▶ [Consigne]:
Répondez aux questions suivantes à partir de l'article sur le brevet du Glivec.
1. Depuis combien d'années Novartis était-il engagé dans la bataille judiciaire ?
2. Quel bénéfice net, en dollars, Novartis a-t-il dégagé l'an dernier ?
3. À quel prix la version générique actuelle du Glivec est-elle disponible en Inde ?

▶ [Extrait à lire]:
● ● ● ● ● ● ●

L'Inde refuse la demande de brevet de Novartis pour le Glivec


NEW DELHI / BERNE - La cour suprême indienne a rejeté lundi une demande de brevet de Novartis pour un traitement anticancer, causant la déception du groupe pharmaceutique bâlois. De leur côté, les associations de défense des pays du Sud se disent soulagées après une "décision majeure".

Le verdict constitue l'épilogue d'un très long feuilleton. Novartis était en effet engagé depuis sept ans dans une bataille judiciaire visant à obtenir la protection d'un brevet pour une nouvelle version de son puissant médicament Glivec, un traitement contre la leucémie.

Le géant rhénan estimait que la formule revisitée avait été significativement améliorée, permettant à l'organisme de mieux l'absorber. Mais la plus haute juridiction du pays a considéré que la composition rénovée du Glivec ne remplissait pas les critères de "nouveauté ou de créativité" requis par la loi indienne.

Condamnation de Novartis

Sans surprise, Novartis a immédiatement réagi en condamnant le jugement rendu à New Dehli. La multinationale bâloise a relevé dans un communiqué qu'il décourageait "la découverte pharmaceutique innovante", essentielle à la recherche médicale.

"Novartis n'a jamais reçu de brevet original pour le Glivec en Inde. Nous pensons fermement que l'innovation devrait être reconnue par des brevets pour encourager l'investissement dans l'innovation médicale, en particulier pour les besoins médicaux non satisfaits", a détaillé le groupe.

"Cette décision est un revers pour les patients et cela va freiner les progrès médicaux pour des maladies sans options de traitement efficace", a dénoncé Novartis qui a dégagé un bénéfice net de 9,6 milliards de dollars (9,1milliards de francs au cours actuel) l'an dernier.

Satisfaction des associations

Du côté des organisations non gouvernementales, la satisfaction est de mise. "C'est un énorme soulagement", a noté Leena Menghaney, conseil juridique de Médecins sans frontières (MSF). "Cela va sauver de nombreuses vies, non seulement en Inde mais aussi dans d'autres pays en développement", a-t-elle dit.

Selon Leena Menghaney, le Glivec est vendu 4000 dollars par patient et par mois, alors qu'en Inde l'actuelle version générique est disponible à moins de 73 dollars.

"La décision ne signifie pas qu'aucun brevet ne sera accordé en Inde. Cela veut dire qu'il y aura un effort pour lutter contre les abus consistant à vouloir obtenir plusieurs brevets pour un seul médicament", a-t-elle ajouté, interrogée devant la cour suprême.

L'Inde délivre des brevets pour des formules datant d'après 1995 ou pour des médicaments améliorés montrant des signes manifestes de plus grande efficacité.

La santé d'abord

Cette disposition est destinée à lutter contre la technique dite d'"evergreening" consistant pour les groupes pharmaceutiques à déposer des brevets pour un produit faiblement modifié de façon à en conserver pour des décennies supplémentaires le droit exclusif d'exploitation.

● ● ● ● ● ● ●

▶ [Enregistrements extraits]:
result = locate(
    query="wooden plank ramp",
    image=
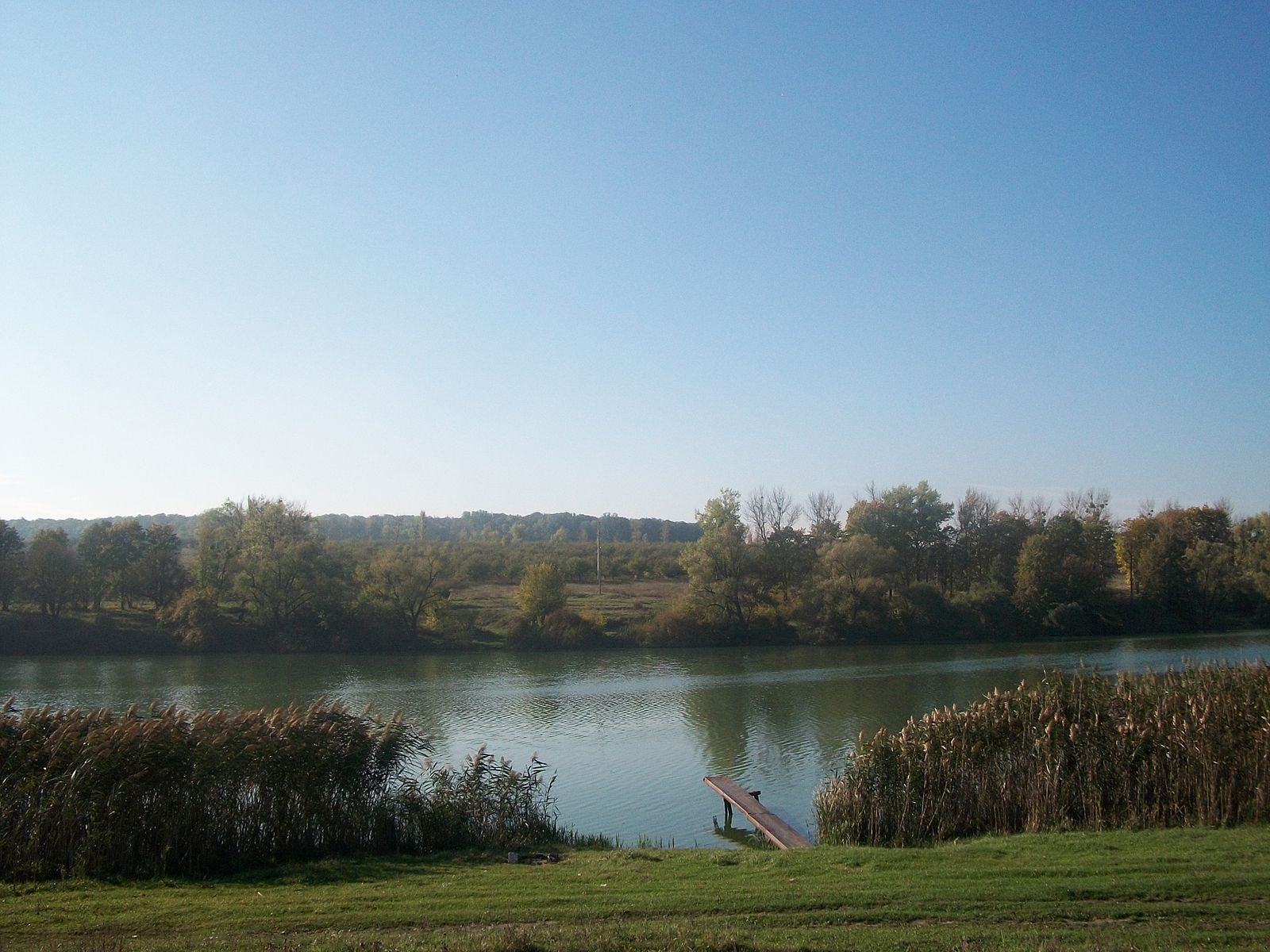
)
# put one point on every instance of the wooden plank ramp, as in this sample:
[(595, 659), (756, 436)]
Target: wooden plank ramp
[(768, 823)]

● ● ● ● ● ● ●

▶ [Corrigé]:
1. Depuis sept ans.
2. 9,6 milliards de dollars.
3. À moins de 73 dollars.